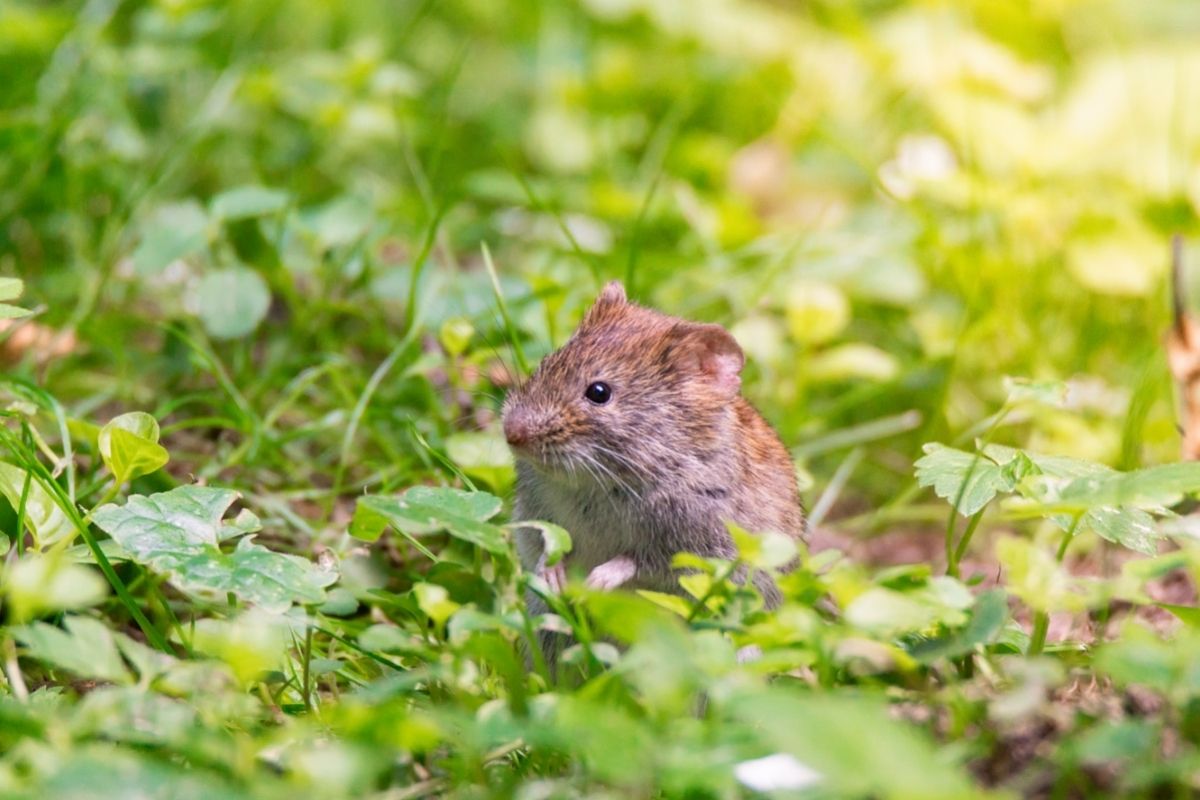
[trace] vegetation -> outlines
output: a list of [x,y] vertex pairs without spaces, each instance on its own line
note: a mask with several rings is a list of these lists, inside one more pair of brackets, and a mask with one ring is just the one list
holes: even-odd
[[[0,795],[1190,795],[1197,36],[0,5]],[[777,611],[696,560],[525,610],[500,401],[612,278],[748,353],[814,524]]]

○ ○ ○ ○ ○ ○ ○

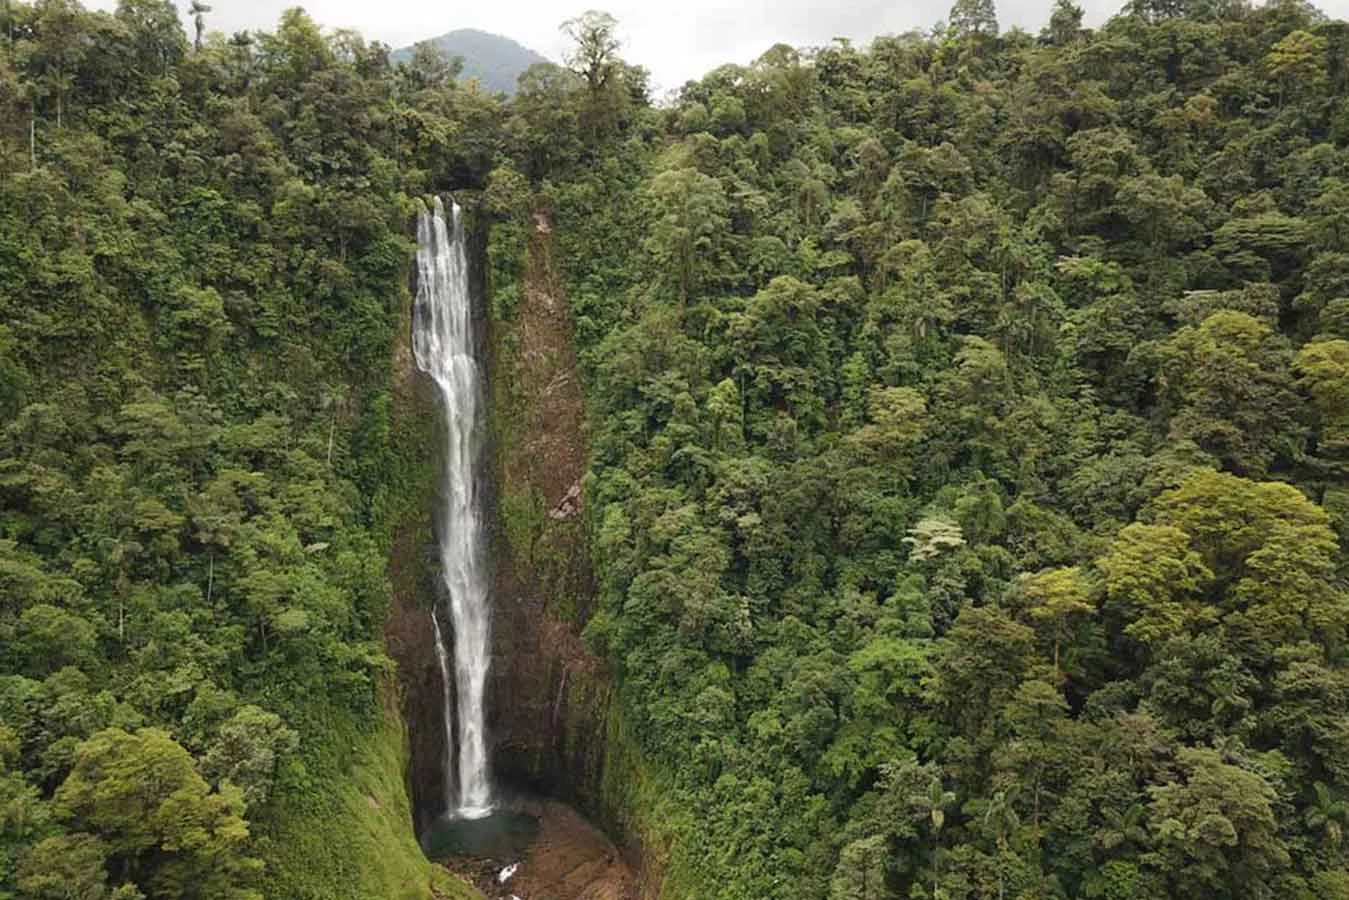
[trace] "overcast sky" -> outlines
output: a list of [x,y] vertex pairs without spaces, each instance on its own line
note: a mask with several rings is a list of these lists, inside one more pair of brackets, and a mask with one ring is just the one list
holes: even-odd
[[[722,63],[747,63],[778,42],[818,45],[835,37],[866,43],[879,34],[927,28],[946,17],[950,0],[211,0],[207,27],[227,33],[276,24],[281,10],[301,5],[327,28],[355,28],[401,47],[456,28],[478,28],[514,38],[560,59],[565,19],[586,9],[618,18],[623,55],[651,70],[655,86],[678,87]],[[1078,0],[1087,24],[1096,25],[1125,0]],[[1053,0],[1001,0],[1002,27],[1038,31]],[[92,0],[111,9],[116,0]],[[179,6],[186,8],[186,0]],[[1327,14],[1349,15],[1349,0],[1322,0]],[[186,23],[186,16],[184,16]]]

○ ○ ○ ○ ○ ○ ○

- Work order -
Filter the records above for "outlines" and copy every matching line.

- Response for this exercise -
[trace] vegetation -> outlines
[trace] "overcast sky" -> outlines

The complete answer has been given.